## [What you need to do]
1. Answer from the Gloria Bell review:
(a) From what date is the film showing at the QFT?
(b) Who plays the title role?
(c) How many minutes long is the film?
2. Write the next part of the Gloria Bell film review, starting after its last line.

** Given text follows **

Friday, June 07, 2019

Gloria Bell – the cinematic equivalent of a warm hug (QFT from 7 June)

Remaking a foreign-language films for an English market always risks throwing the baby out with the bathwater in order to make a commercial success. With Gloria Bell, director Sebastián Lelio returns to his 2013 Chilean Gloria with Julianne Moore in the titular role. Neither of that can do any wrong.

Opening with a slow zoom and a jump cut establishes the distinctive editing style of this character study that keeps the 102 minute film moving. She cuts a fashionable, awkward, worrying figure: a middle-aged divorcee who hangs around nightclubs in the hope of an opportunity to throw herself at some pleasant company. But the scrawny, neighbourhood cat seems to be the only man with a key to her apartment and a chance of finding the key to her heart.
“When the world blows up, I hope I go down dancing.”

** End of Given text **
** Data follows **

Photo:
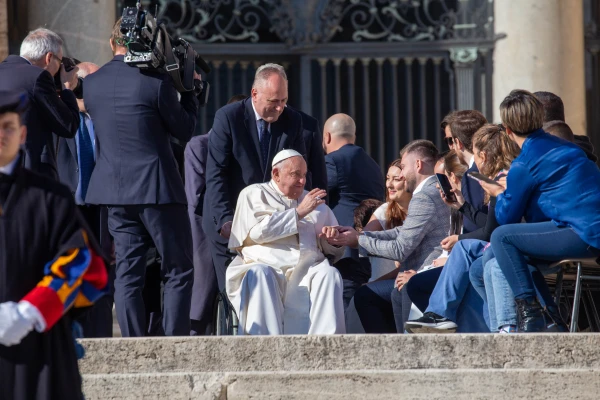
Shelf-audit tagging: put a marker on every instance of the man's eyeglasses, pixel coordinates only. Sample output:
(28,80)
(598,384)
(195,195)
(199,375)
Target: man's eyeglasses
(59,59)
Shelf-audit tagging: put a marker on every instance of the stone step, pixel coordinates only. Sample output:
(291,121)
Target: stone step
(460,384)
(340,353)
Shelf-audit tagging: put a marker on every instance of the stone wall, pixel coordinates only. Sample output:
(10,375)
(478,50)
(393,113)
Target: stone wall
(84,25)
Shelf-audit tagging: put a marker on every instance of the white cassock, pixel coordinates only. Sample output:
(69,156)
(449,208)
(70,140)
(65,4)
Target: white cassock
(281,282)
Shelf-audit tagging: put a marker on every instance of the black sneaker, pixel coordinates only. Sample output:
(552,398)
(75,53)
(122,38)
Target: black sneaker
(430,323)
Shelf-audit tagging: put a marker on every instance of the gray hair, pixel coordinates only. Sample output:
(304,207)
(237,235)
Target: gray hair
(265,71)
(40,42)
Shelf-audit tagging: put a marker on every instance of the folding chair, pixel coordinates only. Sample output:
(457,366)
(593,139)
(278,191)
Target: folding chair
(578,271)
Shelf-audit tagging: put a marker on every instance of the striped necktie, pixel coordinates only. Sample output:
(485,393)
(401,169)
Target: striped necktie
(265,139)
(86,156)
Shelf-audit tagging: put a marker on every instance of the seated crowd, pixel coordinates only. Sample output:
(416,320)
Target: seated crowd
(468,259)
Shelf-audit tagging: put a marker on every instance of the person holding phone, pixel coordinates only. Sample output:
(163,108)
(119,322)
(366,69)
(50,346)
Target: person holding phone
(556,176)
(450,302)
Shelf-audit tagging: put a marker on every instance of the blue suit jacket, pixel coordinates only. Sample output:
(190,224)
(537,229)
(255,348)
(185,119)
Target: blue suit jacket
(234,160)
(47,112)
(134,112)
(556,176)
(315,156)
(473,194)
(353,176)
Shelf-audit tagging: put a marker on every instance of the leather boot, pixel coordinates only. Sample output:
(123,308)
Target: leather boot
(555,323)
(530,316)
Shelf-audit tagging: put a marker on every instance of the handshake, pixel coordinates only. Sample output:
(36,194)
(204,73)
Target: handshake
(340,236)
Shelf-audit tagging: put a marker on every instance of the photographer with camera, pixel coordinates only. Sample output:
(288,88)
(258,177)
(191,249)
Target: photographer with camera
(33,72)
(134,111)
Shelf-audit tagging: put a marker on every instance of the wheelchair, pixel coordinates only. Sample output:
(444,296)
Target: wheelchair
(226,321)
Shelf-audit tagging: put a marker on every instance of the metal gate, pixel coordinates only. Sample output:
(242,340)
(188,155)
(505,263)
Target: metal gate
(396,66)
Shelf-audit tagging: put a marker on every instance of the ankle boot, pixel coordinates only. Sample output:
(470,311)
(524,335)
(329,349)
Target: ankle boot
(530,316)
(555,322)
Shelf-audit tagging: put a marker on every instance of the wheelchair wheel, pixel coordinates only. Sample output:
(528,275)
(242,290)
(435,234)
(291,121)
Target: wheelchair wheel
(226,322)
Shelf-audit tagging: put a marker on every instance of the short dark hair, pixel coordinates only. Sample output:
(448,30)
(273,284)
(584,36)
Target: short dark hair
(522,112)
(448,119)
(465,124)
(559,129)
(425,149)
(364,211)
(554,109)
(237,97)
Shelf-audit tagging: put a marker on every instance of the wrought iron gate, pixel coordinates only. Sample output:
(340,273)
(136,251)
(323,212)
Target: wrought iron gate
(396,66)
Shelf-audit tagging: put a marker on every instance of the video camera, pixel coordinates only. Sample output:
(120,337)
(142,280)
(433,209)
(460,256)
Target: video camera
(150,46)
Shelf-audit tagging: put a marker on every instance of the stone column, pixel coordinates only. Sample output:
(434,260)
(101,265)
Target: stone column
(3,29)
(543,50)
(84,25)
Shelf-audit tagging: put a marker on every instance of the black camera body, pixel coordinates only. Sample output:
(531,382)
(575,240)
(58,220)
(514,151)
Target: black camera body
(150,46)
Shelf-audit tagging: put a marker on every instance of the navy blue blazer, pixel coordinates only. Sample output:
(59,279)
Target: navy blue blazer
(315,156)
(556,176)
(134,112)
(48,113)
(474,195)
(195,156)
(234,160)
(353,176)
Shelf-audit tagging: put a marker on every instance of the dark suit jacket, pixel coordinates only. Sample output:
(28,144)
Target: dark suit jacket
(315,156)
(134,111)
(234,160)
(353,176)
(473,194)
(195,156)
(47,112)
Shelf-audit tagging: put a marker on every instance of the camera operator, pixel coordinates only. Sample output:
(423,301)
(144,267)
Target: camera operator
(134,112)
(33,72)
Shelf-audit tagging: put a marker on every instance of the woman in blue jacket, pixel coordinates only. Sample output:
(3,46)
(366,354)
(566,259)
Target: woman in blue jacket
(558,177)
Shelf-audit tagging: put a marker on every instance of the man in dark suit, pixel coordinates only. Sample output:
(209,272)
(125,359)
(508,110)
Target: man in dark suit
(352,177)
(134,112)
(463,126)
(315,157)
(75,160)
(245,137)
(33,72)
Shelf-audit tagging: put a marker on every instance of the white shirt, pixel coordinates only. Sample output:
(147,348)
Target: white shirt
(258,118)
(420,187)
(10,167)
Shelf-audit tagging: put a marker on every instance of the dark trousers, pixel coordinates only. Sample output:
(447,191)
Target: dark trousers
(205,287)
(515,244)
(135,229)
(97,321)
(420,287)
(221,257)
(381,307)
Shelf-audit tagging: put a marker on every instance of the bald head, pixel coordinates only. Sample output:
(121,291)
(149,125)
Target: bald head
(86,68)
(338,131)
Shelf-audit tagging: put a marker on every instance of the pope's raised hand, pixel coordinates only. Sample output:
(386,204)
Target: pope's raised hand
(312,200)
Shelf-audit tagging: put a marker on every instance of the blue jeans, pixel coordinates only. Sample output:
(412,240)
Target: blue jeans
(500,297)
(453,296)
(381,307)
(514,244)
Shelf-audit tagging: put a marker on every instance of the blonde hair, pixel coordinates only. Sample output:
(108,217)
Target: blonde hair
(522,112)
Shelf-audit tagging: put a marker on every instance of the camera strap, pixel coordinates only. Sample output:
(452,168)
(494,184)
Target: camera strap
(172,66)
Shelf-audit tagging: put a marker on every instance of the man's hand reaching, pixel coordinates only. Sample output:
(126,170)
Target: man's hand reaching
(312,200)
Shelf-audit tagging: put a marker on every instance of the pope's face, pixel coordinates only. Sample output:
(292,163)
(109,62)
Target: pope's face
(12,136)
(290,177)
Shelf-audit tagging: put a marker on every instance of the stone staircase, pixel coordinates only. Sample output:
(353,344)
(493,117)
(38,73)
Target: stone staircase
(549,366)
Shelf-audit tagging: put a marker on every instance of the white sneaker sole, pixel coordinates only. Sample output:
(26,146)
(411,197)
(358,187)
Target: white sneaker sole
(444,327)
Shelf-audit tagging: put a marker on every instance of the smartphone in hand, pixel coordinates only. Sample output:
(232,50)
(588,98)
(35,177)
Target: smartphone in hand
(481,178)
(446,187)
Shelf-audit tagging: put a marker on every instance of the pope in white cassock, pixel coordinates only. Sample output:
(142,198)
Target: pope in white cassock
(282,281)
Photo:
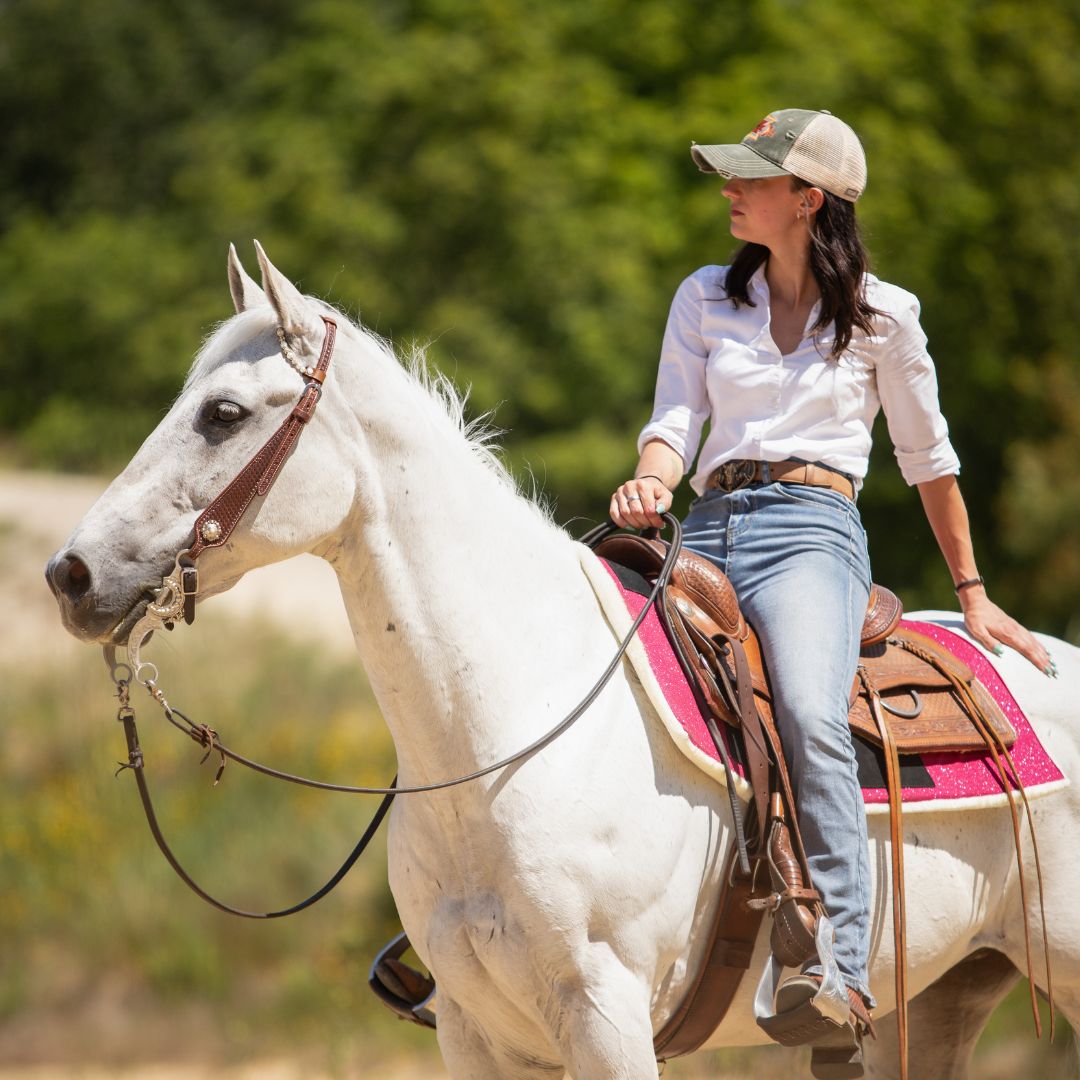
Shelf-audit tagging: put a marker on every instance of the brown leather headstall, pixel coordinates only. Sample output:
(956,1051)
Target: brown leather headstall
(215,525)
(217,522)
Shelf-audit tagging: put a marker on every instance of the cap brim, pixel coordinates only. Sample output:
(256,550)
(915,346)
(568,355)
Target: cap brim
(734,159)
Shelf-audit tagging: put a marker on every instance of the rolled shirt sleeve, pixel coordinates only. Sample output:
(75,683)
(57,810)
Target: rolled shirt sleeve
(680,405)
(907,387)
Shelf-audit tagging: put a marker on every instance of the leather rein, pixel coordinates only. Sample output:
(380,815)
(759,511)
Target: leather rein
(176,599)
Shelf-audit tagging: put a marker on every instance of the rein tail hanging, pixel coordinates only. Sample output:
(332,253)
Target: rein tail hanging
(124,674)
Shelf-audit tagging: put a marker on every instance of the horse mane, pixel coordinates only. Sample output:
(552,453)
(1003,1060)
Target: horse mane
(447,403)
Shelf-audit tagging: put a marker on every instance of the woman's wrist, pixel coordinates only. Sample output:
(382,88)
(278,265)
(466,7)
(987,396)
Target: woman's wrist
(967,583)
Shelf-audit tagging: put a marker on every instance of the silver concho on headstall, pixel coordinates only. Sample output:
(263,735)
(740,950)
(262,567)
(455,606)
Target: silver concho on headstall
(211,530)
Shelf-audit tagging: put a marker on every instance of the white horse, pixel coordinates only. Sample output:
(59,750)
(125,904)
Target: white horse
(561,904)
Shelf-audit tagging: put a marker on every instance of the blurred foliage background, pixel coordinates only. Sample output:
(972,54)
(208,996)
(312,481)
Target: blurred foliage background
(508,180)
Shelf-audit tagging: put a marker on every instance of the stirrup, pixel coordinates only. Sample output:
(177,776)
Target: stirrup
(837,1048)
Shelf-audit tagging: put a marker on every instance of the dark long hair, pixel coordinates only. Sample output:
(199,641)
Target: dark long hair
(838,261)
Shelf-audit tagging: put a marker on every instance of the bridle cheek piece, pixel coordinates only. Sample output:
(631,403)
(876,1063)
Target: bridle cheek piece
(176,597)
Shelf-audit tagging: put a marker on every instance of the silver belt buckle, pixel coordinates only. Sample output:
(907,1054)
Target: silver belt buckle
(734,474)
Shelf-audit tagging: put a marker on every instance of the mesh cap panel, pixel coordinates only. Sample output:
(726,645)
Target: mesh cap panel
(828,154)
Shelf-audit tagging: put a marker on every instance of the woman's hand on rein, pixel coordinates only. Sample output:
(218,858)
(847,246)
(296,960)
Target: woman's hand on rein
(993,628)
(638,503)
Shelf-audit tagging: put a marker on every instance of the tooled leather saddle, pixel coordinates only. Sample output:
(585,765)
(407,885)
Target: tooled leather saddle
(909,696)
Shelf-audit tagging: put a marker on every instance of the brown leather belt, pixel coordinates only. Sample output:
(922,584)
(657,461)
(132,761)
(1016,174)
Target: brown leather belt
(740,472)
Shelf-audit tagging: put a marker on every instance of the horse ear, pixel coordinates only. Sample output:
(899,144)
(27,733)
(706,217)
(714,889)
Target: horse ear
(245,293)
(294,313)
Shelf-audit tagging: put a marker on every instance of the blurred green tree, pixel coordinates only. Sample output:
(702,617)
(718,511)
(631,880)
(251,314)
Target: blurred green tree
(508,180)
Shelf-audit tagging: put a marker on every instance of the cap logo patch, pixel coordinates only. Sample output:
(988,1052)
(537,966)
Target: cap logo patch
(764,130)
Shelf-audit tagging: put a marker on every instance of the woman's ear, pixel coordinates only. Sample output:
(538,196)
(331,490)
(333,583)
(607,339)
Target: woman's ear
(813,199)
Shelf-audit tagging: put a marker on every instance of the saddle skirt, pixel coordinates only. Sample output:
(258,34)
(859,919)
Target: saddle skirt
(944,760)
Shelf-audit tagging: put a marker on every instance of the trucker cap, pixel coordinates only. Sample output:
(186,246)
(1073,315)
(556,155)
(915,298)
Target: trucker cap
(815,147)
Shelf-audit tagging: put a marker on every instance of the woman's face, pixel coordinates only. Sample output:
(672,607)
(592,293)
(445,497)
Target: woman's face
(766,211)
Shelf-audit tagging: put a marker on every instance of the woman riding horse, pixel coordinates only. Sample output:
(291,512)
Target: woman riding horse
(788,353)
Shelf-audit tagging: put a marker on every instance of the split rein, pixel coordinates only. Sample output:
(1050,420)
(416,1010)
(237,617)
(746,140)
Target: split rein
(176,599)
(207,738)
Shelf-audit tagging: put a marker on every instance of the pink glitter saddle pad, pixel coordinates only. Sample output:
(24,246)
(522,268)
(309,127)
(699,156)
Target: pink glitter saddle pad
(931,781)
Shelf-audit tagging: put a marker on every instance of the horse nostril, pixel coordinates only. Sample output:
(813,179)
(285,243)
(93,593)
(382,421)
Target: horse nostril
(69,576)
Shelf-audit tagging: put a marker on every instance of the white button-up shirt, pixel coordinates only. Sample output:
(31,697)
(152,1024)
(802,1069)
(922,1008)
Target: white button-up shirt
(719,363)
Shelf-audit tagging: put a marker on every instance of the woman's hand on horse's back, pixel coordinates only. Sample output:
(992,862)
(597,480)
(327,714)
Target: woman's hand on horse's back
(993,628)
(638,503)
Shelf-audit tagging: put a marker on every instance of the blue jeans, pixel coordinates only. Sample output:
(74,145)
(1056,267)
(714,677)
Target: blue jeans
(797,558)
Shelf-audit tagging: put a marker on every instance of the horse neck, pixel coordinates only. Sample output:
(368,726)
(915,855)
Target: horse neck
(460,594)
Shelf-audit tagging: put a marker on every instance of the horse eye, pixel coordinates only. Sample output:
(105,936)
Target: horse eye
(227,413)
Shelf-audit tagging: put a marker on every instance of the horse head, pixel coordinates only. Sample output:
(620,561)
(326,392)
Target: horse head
(237,394)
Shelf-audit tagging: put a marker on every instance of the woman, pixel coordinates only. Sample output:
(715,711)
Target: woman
(788,353)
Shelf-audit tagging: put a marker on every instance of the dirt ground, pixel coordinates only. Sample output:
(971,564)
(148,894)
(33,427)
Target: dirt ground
(38,511)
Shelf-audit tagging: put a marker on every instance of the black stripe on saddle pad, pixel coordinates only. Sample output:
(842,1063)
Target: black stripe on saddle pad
(869,758)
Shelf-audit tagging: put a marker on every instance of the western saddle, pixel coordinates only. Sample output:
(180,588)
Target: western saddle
(909,696)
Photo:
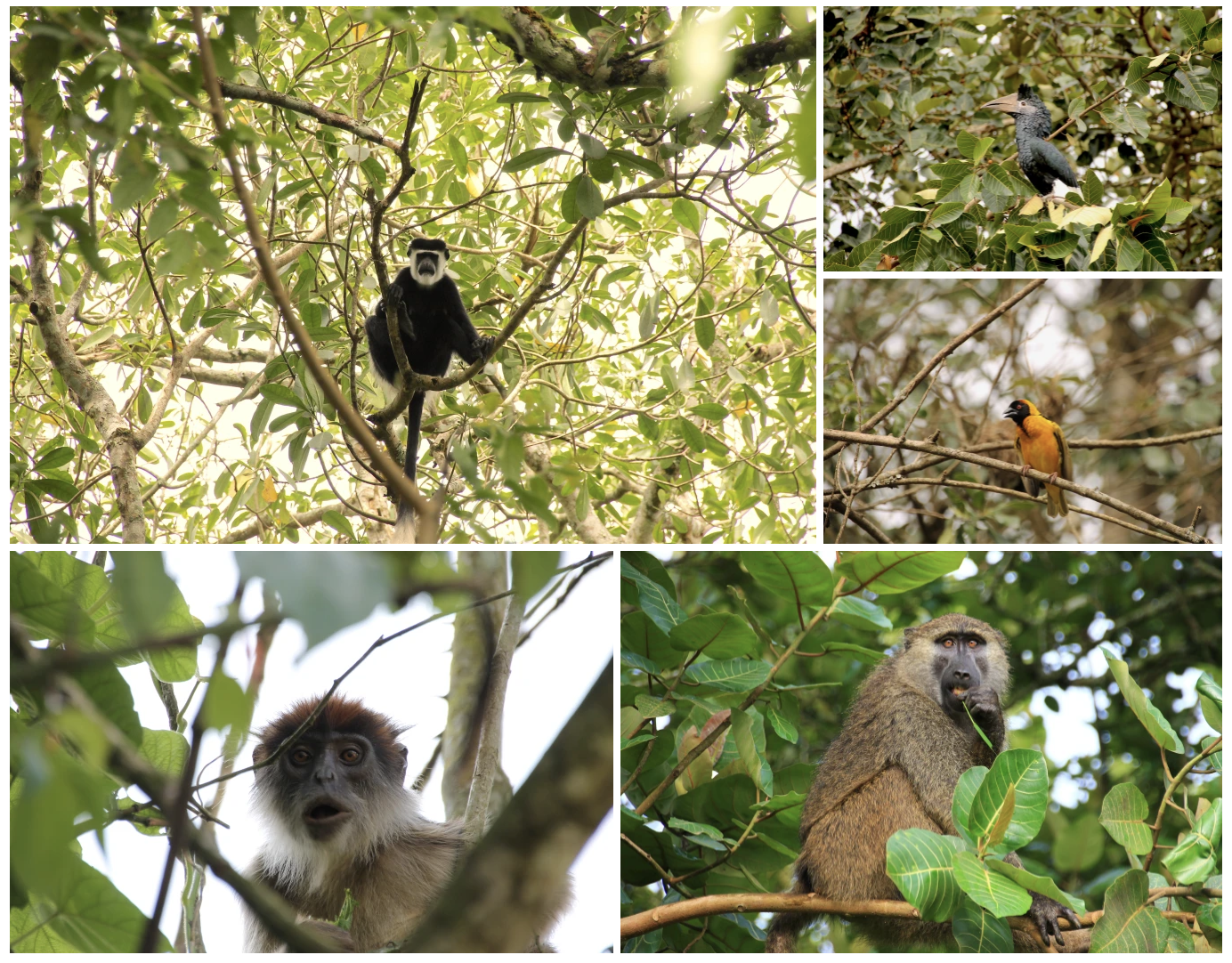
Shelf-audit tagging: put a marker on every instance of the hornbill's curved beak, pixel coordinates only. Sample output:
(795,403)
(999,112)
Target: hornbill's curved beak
(1010,103)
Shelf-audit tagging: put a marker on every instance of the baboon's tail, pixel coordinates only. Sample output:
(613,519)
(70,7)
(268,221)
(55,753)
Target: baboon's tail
(785,927)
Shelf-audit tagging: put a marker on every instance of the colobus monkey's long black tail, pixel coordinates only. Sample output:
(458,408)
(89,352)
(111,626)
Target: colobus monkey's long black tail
(404,529)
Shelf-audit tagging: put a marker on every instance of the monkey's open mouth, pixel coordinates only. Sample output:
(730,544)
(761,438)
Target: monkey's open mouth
(323,814)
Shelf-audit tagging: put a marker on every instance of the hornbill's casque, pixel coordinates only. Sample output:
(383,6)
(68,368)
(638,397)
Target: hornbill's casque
(1039,160)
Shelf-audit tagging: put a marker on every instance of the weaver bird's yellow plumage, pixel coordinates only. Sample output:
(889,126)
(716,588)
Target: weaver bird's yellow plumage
(1042,445)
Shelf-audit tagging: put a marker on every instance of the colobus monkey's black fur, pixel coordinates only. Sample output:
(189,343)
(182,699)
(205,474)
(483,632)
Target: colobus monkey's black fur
(434,327)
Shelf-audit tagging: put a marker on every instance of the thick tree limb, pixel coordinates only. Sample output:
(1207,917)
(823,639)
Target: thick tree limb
(516,873)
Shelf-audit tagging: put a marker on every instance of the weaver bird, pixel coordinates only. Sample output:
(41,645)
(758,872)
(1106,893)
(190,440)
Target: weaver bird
(1042,445)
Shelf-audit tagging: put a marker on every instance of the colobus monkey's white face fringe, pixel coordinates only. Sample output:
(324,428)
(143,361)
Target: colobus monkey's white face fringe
(429,267)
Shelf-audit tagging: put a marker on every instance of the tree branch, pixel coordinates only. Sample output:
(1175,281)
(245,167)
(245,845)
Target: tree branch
(885,441)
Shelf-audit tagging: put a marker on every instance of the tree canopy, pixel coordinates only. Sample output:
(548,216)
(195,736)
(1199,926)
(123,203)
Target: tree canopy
(628,199)
(920,177)
(1130,368)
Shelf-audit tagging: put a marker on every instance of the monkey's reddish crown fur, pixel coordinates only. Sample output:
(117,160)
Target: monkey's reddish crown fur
(339,716)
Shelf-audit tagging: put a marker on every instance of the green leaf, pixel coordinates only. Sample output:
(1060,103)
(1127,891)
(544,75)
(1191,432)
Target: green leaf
(1151,718)
(991,891)
(888,573)
(1123,814)
(658,603)
(523,97)
(1210,695)
(1192,22)
(920,863)
(748,732)
(860,613)
(1130,924)
(976,930)
(728,675)
(282,395)
(1033,883)
(590,198)
(1196,856)
(653,708)
(1078,846)
(685,214)
(532,158)
(798,577)
(717,635)
(782,724)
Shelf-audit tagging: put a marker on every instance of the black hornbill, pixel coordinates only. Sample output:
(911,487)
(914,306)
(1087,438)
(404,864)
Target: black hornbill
(1039,160)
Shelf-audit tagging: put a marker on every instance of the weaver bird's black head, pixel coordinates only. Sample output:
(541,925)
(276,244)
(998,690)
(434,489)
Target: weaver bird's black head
(1019,410)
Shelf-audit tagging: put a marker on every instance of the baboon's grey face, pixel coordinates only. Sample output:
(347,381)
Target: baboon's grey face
(960,663)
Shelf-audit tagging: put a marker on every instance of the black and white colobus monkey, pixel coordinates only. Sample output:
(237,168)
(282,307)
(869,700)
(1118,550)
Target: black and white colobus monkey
(337,818)
(434,327)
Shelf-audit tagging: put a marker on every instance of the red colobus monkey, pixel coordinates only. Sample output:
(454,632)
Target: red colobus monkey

** End of Data **

## [Exercise responses]
1.
(a) 7 June
(b) Julianne Moore
(c) 102

2.
No area of her life is off-limits to the camera. Laughing therapies, waxing (nothing to laugh about) and a trip to the paintball park owned by her new squeeze Arnold (John Turturro) are all occasions for the audience to question romance, happiness and manipulation.

Moore delivers a masterclass in awkwardness, navigating the conflicts and emotional family situations with a confidence that lets the audience sit back and enjoy the ride. At no point did the plot get its emotional hooks into me, but unusually that didn’t dampen my enjoyment. Gloria Bell is an incredibly satisfying film that deserves its explosive conclusion and the final song from karaoke queen Gloria.

With a great soundtrack, strong central performances and a thorough sprinkling of quirkiness, Gloria Bell is the cinematic equivalent of a warm hug. Embrace the opportunity to see it while you can at Queen’s Film Theatre from Friday 7 June until Thursday 20 June.